## [COMPLETE THE FOLLOWING]
**A)** Reproduce the passage of the LangChain guide from "Tool definitions are" up to and including "create_tool_calling_agent(llm, [search], prompt)".
**B)** Answer these from the LangChain guide:
(i) Which model is passed to ChatOpenAI in the setup code?
(ii) What does a blocked tool return, and at what point?
(iii) In the RAG pipeline, which kinds of calls route through Xenovia?
**C)** Write what comes next in the LangChain guide, starting right after its last line.

## [EXCERPT]

○ ○ ○ ○

Skip to main content

Documentation Index

Fetch the complete documentation index at: https://docs.xenovia.io/llms.txt

Use this file to discover all available pages before exploring further.

Setup

pip install langchain-openai
import os
from langchain_openai import ChatOpenAI

llm = ChatOpenAI(
    model="gpt-4o-mini",
    api_key=os.environ["XENOVIA_API_KEY"],
    base_url=f"https://runtime.xenovia.io/a/{os.environ['XENOVIA_PROXY_ID']}/openai/v1"
)

Chains

Use the configured llm in any LangChain chain. Every LLM call in the chain routes through Xenovia individually — each call gets its own trace.
from langchain_core.prompts import ChatPromptTemplate

prompt = ChatPromptTemplate.from_messages([
    ("system", "You are a helpful assistant."),
    ("user", "{input}")
])

chain = prompt | llm
response = chain.invoke({"input": "What is LangChain?"})
print(response.content)

Agents with tools

Tool definitions are passed to the upstream LLM through Xenovia. The request-stage Rego policy evaluates input.tool_names before the call reaches the model — a blocked tool returns 403 before the LLM is called.
from langchain.agents import create_tool_calling_agent, AgentExecutor
from langchain_core.tools import tool

@tool
def search(query: str) -> str:
    """Search the web for information."""
    return f"Results for: {query}"

agent = create_tool_calling_agent(llm, [search], prompt)
executor = AgentExecutor(agent=agent, tools=[search])
result = executor.invoke({"input": "Search for recent AI news"})

RAG pipeline

Both LLM and embedding calls route through Xenovia. Policies and traces apply to the full pipeline, not only the final generation step.
from langchain_openai import OpenAIEmbeddings
from langchain_core.vectorstores import InMemoryVectorStore

embeddings = OpenAIEmbeddings(
    api_key=os.environ["XENOVIA_API_KEY"],
    base_url=f"https://runtime.xenovia.io/a/{os.environ['XENOVIA_PROXY_ID']}/openai/v1"
)

vectorstore = InMemoryVectorStore.from_texts(
    ["Xenovia provides runtime governance for AI agents"],
    embedding=embeddings
)

○ ○ ○ ○

## [INFORMATION SUPPLIED]
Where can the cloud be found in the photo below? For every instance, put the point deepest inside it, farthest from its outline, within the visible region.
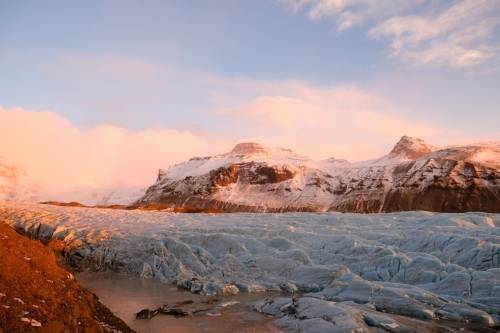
(457, 34)
(60, 156)
(345, 122)
(342, 121)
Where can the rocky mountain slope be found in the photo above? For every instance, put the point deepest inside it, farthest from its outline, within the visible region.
(37, 295)
(413, 176)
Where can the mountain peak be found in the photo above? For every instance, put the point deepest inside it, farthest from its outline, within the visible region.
(411, 148)
(246, 148)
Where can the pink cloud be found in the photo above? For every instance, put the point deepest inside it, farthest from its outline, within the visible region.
(60, 156)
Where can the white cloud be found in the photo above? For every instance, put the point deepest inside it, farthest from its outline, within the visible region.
(345, 121)
(61, 157)
(456, 34)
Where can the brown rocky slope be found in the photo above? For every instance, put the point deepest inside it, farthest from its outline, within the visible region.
(37, 295)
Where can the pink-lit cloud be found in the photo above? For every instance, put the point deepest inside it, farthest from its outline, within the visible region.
(60, 156)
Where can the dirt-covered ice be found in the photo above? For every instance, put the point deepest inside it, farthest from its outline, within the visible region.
(347, 272)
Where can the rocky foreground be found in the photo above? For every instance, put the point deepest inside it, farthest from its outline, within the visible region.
(412, 176)
(36, 295)
(400, 272)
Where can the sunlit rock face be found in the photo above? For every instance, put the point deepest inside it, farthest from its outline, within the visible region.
(413, 176)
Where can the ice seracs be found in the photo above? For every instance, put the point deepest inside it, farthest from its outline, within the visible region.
(347, 272)
(412, 176)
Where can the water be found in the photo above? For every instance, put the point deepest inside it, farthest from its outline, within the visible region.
(125, 296)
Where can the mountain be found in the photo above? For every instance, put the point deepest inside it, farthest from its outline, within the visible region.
(254, 178)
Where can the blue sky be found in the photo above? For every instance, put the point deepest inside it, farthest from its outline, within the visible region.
(314, 75)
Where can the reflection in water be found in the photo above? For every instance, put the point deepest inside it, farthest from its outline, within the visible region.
(126, 296)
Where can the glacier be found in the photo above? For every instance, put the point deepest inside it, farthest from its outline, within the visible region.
(335, 272)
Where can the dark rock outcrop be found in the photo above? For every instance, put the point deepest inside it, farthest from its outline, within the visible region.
(413, 176)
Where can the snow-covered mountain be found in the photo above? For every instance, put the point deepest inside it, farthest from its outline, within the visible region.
(413, 176)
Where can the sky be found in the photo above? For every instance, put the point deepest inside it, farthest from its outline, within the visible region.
(99, 93)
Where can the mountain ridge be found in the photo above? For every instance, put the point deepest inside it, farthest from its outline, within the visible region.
(412, 176)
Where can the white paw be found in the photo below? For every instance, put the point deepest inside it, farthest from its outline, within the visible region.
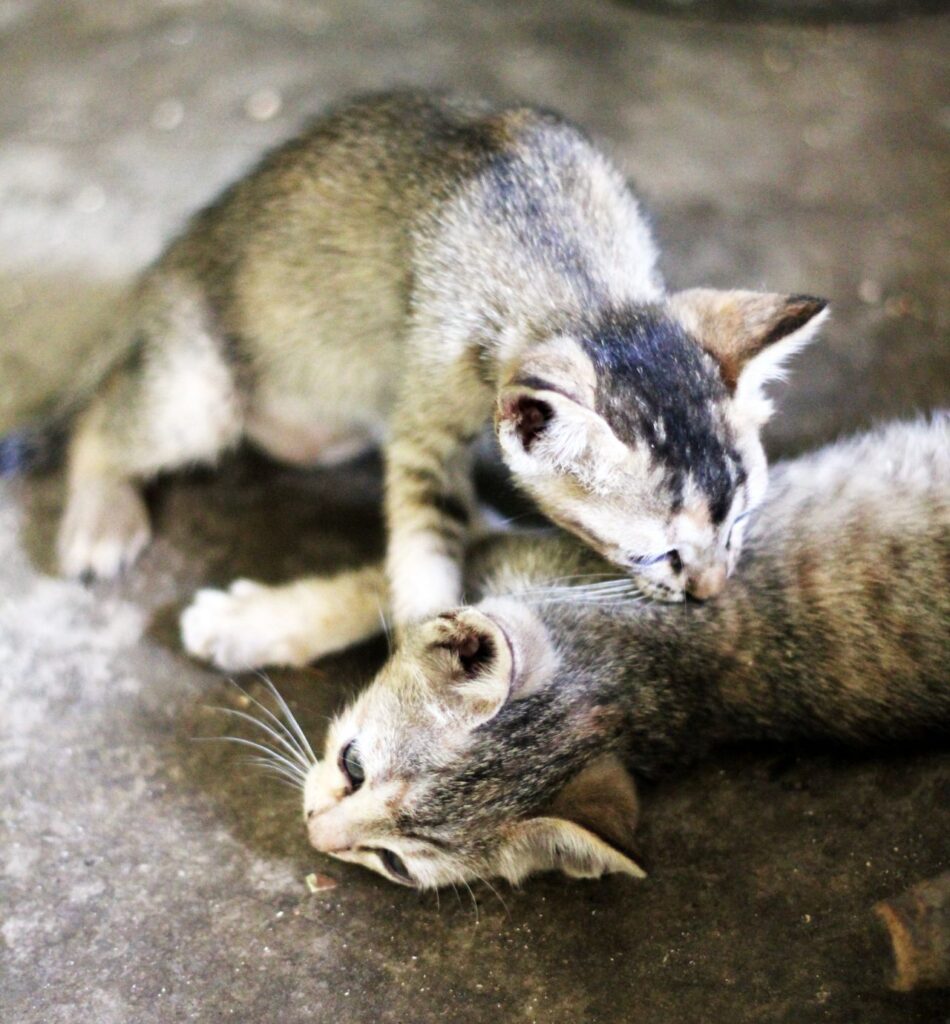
(103, 529)
(245, 627)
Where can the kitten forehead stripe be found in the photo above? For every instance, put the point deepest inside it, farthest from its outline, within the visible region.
(656, 386)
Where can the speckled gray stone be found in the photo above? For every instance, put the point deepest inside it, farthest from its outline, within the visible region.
(148, 877)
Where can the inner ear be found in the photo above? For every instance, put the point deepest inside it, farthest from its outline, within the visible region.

○ ○ ○ ○

## [EXERCISE RESULTS]
**A)**
Tool definitions are passed to the upstream LLM through Xenovia. The request-stage Rego policy evaluates input.tool_names before the call reaches the model — a blocked tool returns 403 before the LLM is called.
from langchain.agents import create_tool_calling_agent, AgentExecutor
from langchain_core.tools import tool

@tool
def search(query: str) -> str:
    """Search the web for information."""
    return f"Results for: {query}"

agent = create_tool_calling_agent(llm, [search], prompt)

**B)**
(i) gpt-4o-mini
(ii) It returns 403 before the LLM is called.
(iii) Both LLM and embedding calls.

**C)**
retriever = vectorstore.as_retriever()

# Combine retriever with LLM
from langchain_core.runnables import RunnablePassthrough
from langchain_core.output_parsers import StrOutputParser

rag_chain = (
    {"context": retriever, "question": RunnablePassthrough()}
    | prompt
    | llm
    | StrOutputParser()
)
answer = rag_chain.invoke("What does Xenovia provide?")

Session tracking

To group all LLM calls in a multi-step chain under one session, pass X-Xenovia-Session-Id as a default header on the client.
import uuid
from langchain_openai import ChatOpenAI

session_id = str(uuid.uuid4())

llm = ChatOpenAI(
    model="gpt-4o-mini",
    api_key=os.environ["XENOVIA_API_KEY"],
    base_url=f"https://runtime.xenovia.io/a/{os.environ['XENOVIA_PROXY_ID']}/openai/v1",
    default_headers={"X-Xenovia-Session-Id": session_id}
)

Handling policy blocks

LangChain propagates the upstream 403 as an openai.PermissionDeniedError. Catch it in your chain’s error handler.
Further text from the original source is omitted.